• _Referring expression data_:

------------------------------------

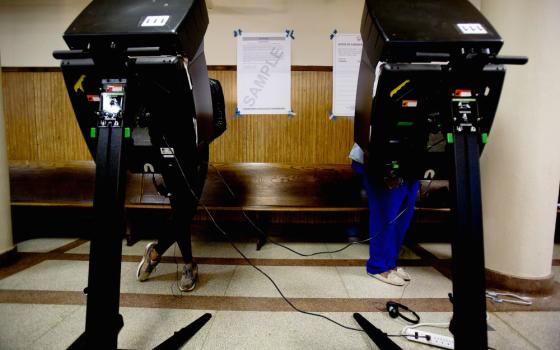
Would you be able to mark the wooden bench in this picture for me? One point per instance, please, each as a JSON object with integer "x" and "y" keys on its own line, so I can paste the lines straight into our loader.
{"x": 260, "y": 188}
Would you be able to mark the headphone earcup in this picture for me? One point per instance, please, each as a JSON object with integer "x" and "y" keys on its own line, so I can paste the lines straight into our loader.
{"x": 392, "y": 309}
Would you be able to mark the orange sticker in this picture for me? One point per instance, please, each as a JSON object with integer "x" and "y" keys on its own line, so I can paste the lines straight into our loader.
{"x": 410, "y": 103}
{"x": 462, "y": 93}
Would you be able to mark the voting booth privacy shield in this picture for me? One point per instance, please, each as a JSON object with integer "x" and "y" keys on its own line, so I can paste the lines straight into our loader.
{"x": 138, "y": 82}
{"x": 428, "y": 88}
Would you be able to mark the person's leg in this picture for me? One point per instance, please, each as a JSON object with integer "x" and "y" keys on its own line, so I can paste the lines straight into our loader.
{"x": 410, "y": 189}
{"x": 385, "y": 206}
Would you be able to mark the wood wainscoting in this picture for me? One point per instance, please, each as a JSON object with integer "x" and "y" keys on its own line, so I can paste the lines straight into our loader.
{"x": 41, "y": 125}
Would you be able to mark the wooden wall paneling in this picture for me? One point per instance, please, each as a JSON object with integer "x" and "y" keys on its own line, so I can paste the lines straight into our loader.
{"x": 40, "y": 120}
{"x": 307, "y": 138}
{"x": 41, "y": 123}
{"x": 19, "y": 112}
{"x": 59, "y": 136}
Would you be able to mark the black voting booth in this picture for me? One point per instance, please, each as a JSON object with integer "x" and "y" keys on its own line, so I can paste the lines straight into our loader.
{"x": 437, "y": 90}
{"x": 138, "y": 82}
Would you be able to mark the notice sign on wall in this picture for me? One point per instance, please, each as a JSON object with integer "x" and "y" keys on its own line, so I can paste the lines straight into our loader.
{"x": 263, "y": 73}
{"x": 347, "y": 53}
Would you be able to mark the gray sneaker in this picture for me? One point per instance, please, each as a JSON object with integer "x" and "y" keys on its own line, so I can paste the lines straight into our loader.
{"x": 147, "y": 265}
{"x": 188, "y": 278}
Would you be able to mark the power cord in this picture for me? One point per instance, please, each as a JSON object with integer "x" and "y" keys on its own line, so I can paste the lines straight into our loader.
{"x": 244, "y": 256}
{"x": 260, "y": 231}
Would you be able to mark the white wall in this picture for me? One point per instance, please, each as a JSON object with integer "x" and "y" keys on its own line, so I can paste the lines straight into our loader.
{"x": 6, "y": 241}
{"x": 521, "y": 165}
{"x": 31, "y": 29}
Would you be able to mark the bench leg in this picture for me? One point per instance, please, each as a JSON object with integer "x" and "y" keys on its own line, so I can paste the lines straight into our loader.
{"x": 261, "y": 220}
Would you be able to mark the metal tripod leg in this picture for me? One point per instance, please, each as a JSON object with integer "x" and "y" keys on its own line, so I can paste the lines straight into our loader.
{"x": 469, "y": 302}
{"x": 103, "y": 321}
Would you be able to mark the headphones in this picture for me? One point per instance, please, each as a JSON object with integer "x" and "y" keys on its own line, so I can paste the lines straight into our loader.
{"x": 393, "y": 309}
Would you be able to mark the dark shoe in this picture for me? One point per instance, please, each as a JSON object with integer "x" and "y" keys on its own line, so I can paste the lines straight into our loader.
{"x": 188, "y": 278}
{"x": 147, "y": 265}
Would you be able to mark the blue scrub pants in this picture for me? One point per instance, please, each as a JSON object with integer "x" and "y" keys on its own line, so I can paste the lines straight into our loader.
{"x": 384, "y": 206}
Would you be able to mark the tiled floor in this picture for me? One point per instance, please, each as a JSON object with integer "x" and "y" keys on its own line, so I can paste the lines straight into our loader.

------------------------------------

• _Work to be completed_:
Type out each line of the records above exactly, skipping any pictures.

• _Answer to this exercise_:
Would you be able to mark the wooden bench in this picture for me? One point per instance, please, each as a JSON object with integer "x" and "y" keys on its own line, so I can paste the lines straight into our loader.
{"x": 260, "y": 188}
Would you be able to mark the headphone earcup in this picture for me? One point per instance, please, each as a JSON object with integer "x" and "y" keys on its own line, so I can paste the lines straight into our loader.
{"x": 392, "y": 309}
Would you be able to mark the orange sticker in this picture for me? One point per instance, please, each as a JSON object with integer "x" and "y" keys on its own line, so I can paste the lines straight into our loader.
{"x": 410, "y": 103}
{"x": 462, "y": 93}
Would you be able to mark the voting booth privacy shield in this picture for me? One point per instance, please, each as a JSON object with integer "x" and "y" keys on its own line, so I can paste the lines straight into our loader.
{"x": 138, "y": 82}
{"x": 428, "y": 88}
Would you be able to mark the person's leg in this picture for me? One point per instance, please, each as a JSON object with integer "x" and "y" keys on its own line, so I can paste the lines straight into our loader.
{"x": 410, "y": 189}
{"x": 385, "y": 206}
Would you be able to mark the wood wainscoting in this picture for me? One point per instance, please, each as a JSON object with integer "x" and "y" keys on its own line, so I can paste the lines straight into our loader.
{"x": 41, "y": 125}
Would you be able to mark the wooden wall paneling in this picture for me? One point per instance, please, each as a JSON object with integer "x" and "y" keys on its own line, so I can paste the lines straight into our loader.
{"x": 40, "y": 120}
{"x": 307, "y": 138}
{"x": 41, "y": 123}
{"x": 19, "y": 112}
{"x": 59, "y": 136}
Would you be able to mark the black voting booth in this picture for me? One point per instance, please, each as a JSON object with integer "x" and "y" keys on its own line, so I can paste the lines straight into our loader.
{"x": 437, "y": 90}
{"x": 138, "y": 82}
Would you be able to mark the notice sign on wall in this picture for me? One point per instance, please, each as a JSON object with integer "x" and "y" keys on its own line, so I can paste the lines straight into our loader.
{"x": 263, "y": 73}
{"x": 347, "y": 53}
Would you be able to mark the gray sneaker in this picture for me? One point per instance, please, each as a JSON object with integer "x" and "y" keys on its own line, so I can paste the lines straight into our loader.
{"x": 147, "y": 265}
{"x": 188, "y": 278}
Would you be able to mark the power cord in this picture for me? One point per instance, please, each as a JSON object with integer "x" and "y" keys on its own line, so I can paste the lines straight into our loader.
{"x": 244, "y": 256}
{"x": 260, "y": 231}
Would you be able to mark the white wall in this picture for me? One point per instance, please, each as a JSON object with integer "x" and "y" keys on its own line, so I can paste the lines straight into our loader.
{"x": 6, "y": 241}
{"x": 521, "y": 165}
{"x": 31, "y": 29}
Would you be able to mark the bench leg in this picture for me? One point per instance, please, each as a JSON object with integer "x" and "y" keys on its own line, so I can paste the lines straight into our loader.
{"x": 261, "y": 220}
Would you be able to mark the metal tripod leg in this picture for me? One point per instance, please, each as a JSON object with integer "x" and "y" keys on its own line, so I can paste the lines straight into our loader.
{"x": 469, "y": 302}
{"x": 103, "y": 321}
Would you be able to mark the headphones in this picture for me? One point per instance, please, each as a JSON object with integer "x" and "y" keys on its own line, so I can paste the lines straight into our loader.
{"x": 393, "y": 309}
Would you be able to mark the dark shoe in this picture for me? One point per instance, please, each as a JSON object with integer "x" and "y" keys on its own line, so I can paste the lines straight into our loader.
{"x": 188, "y": 278}
{"x": 147, "y": 265}
Would you be able to mark the blue scrub pants in this picture for me? One point per instance, please, each as a JSON object with integer "x" and "y" keys on its own line, so I can paste the lines straight into our loader.
{"x": 384, "y": 206}
Would you be able to mark the tiled floor in this picture for me? One point per instance, please, each as a JSON object with integer "x" and "y" keys on its own line, so I can paste the lines straight into our loader.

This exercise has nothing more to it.